[[ Exercise data, beginning ]]
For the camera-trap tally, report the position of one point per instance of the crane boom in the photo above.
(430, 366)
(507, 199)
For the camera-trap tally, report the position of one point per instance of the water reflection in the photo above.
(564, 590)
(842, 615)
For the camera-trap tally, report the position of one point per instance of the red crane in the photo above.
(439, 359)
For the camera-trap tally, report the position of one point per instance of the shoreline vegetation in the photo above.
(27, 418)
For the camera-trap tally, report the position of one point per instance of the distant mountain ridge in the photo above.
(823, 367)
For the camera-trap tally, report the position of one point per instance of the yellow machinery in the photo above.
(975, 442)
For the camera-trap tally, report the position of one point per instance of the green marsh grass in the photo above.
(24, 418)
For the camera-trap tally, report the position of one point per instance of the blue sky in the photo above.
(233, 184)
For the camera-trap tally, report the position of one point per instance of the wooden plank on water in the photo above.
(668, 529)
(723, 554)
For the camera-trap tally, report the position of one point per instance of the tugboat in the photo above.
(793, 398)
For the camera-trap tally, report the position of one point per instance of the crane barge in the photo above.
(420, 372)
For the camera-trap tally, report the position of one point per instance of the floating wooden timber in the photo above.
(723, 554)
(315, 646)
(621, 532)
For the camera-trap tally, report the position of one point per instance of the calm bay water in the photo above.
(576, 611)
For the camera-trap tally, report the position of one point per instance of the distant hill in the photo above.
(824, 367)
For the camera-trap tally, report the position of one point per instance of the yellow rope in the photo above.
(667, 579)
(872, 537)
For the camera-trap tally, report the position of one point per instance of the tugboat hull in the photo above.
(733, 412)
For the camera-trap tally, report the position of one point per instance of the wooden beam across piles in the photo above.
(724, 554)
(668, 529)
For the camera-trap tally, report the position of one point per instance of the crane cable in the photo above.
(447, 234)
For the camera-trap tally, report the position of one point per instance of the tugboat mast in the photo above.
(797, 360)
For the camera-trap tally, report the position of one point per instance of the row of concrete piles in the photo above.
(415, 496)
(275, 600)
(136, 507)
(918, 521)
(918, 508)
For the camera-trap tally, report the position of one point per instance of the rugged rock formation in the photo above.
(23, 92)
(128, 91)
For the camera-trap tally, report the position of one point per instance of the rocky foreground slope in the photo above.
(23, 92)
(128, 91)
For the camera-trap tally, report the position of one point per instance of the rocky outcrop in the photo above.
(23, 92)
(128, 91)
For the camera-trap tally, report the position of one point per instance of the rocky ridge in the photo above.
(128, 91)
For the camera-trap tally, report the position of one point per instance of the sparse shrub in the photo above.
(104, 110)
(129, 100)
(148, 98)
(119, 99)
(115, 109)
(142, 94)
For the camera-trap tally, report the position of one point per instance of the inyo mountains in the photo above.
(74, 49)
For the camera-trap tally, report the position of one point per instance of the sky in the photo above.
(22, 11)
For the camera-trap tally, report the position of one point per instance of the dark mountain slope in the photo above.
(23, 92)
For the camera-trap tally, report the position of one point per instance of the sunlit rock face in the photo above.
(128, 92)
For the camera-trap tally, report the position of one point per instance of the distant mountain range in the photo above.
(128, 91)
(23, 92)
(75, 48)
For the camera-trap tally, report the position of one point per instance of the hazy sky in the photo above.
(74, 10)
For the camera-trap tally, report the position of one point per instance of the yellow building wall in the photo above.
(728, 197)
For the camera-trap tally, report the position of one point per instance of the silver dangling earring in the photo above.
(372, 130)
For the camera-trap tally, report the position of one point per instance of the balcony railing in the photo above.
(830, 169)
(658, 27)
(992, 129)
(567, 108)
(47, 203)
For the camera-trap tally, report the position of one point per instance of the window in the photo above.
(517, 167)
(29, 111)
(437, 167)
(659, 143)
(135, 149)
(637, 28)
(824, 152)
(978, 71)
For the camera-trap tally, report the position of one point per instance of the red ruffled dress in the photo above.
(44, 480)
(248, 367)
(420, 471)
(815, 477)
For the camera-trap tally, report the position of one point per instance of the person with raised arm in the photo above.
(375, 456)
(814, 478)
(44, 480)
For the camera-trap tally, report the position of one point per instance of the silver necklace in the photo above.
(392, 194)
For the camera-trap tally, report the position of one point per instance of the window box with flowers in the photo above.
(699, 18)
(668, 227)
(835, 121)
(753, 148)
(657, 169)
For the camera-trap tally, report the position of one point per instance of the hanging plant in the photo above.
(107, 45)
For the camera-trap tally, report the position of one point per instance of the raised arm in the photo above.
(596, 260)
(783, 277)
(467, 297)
[[ Exercise data, end ]]
**Assignment**
Every entry must be repeated exactly; none may be skipped.

**Exercise answer**
For the camera-trap tally, report the position of one point per instance of the crane boom in the photo above.
(430, 366)
(507, 199)
For the camera-trap tally, report the position of one point per instance of the water reflection in the photo above.
(564, 590)
(842, 615)
For the camera-trap tally, report the position of one point per instance of the red crane in the photo above.
(439, 359)
For the camera-trap tally, report the position of one point per instance of the shoreline vegetation in the photo above.
(27, 418)
For the camera-trap tally, report the position of one point per instance of the distant mountain ridge in the photo above.
(823, 367)
For the camera-trap tally, report the position of one point per instance of the yellow machinery in the photo above.
(975, 442)
For the camera-trap tally, report the position of one point per instance of the green marsh grass in the photo above.
(24, 418)
For the camera-trap tally, report the position of one point per instance of the blue sky in the photo above.
(233, 184)
For the camera-trap tally, report the position of one point per instance of the wooden plank on water in the photo above.
(668, 529)
(723, 554)
For the camera-trap tally, report the position of one point per instance of the tugboat in the photo above.
(793, 398)
For the camera-trap tally, report the position of one point per instance of the crane barge in the photo above.
(420, 372)
For the camera-trap tally, report the position of one point per instance of the floating wooden timber in the photo above.
(723, 554)
(315, 646)
(621, 532)
For the camera-trap tally, report the position of one point per instance of the calm bay water in the photo above.
(576, 611)
For the camera-trap tally, report the position of one point per instance of the distant hill in the photo above.
(824, 367)
For the camera-trap tally, report the position of one point per instance of the yellow rope in the photo above.
(667, 579)
(872, 537)
For the camera-trap tally, report the position of one point per instance of the tugboat hull in the photo above.
(733, 412)
For the camera-trap tally, report the position of one point per instance of the wooden beam across piles in the photo above.
(724, 554)
(668, 529)
For the camera-trap tally, report the position of one point per instance of the crane cable in the photo above.
(447, 234)
For the camera-trap tally, report the position of one point per instance of the tugboat mast in the photo above.
(797, 360)
For the camera-trap tally, report the position of one point per instance of the row of concrete piles in the photo above.
(415, 496)
(275, 600)
(136, 507)
(918, 521)
(918, 508)
For the camera-trap tally, report the position of one point per instance of the rugged rock formation in the photo above.
(23, 92)
(128, 91)
For the camera-trap tally, report the position of one point per instance of the rocky foreground slope in the photo above.
(23, 92)
(128, 91)
For the camera-trap tally, report the position of one point per instance of the rocky outcrop in the photo above.
(23, 92)
(128, 91)
For the camera-trap tally, report the position of one point per instance of the rocky ridge in the photo above.
(128, 91)
For the camera-trap tally, report the position of one point per instance of the sparse shrub in the photo above.
(104, 110)
(129, 100)
(148, 98)
(119, 99)
(115, 109)
(142, 94)
For the camera-trap tally, report the position of one point per instance of the inyo mountains in the photo above.
(74, 49)
For the camera-trap tally, report the position of one point per instance of the sky in the photo above.
(22, 11)
For the camera-trap tally, report the position of one point per instance of the dark mountain slope in the photo above.
(23, 92)
For the camera-trap tally, report the position of one point per instance of the sunlit rock face in the photo above.
(128, 92)
For the camera-trap tally, report the position of one point per instance of the distant mountain range in the photo above.
(128, 91)
(23, 92)
(75, 48)
For the camera-trap tally, report the position of one point per instance of the hazy sky in the photo above.
(74, 10)
For the camera-trap tally, report the position of one point per instance of the yellow building wall in the photo above.
(728, 197)
For the camera-trap tally, report the position of one point per instance of the silver dangling earring in the photo above.
(372, 130)
For the camera-trap tally, report the position of one point per instance of the balcony railing in the photo above.
(830, 169)
(658, 27)
(992, 129)
(567, 108)
(47, 203)
For the camera-trap tally, report the position of one point per instance of the window in the photo above.
(517, 167)
(29, 111)
(437, 167)
(659, 143)
(135, 149)
(637, 28)
(824, 152)
(978, 71)
For the camera-trap tally, report the position of one point per instance of the red ruffled dress in the photo above.
(44, 480)
(248, 367)
(420, 471)
(815, 477)
For the camera-trap tally, report the position of one point per instance of the person with raised arm in the photo above.
(375, 456)
(814, 478)
(44, 480)
For the camera-trap tally, report the position of one point per instance of the silver necklace in the photo above.
(392, 194)
For the camera-trap tally, report the position of one point per instance of the window box with flowers in the photo above.
(699, 18)
(668, 227)
(835, 121)
(753, 148)
(657, 169)
For the camera-trap tally, report the position of one point per instance of the hanging plant in the photo above.
(107, 45)
For the camera-trap tally, report the position of one point per instance of the raised arm in the photo above.
(596, 260)
(783, 277)
(467, 297)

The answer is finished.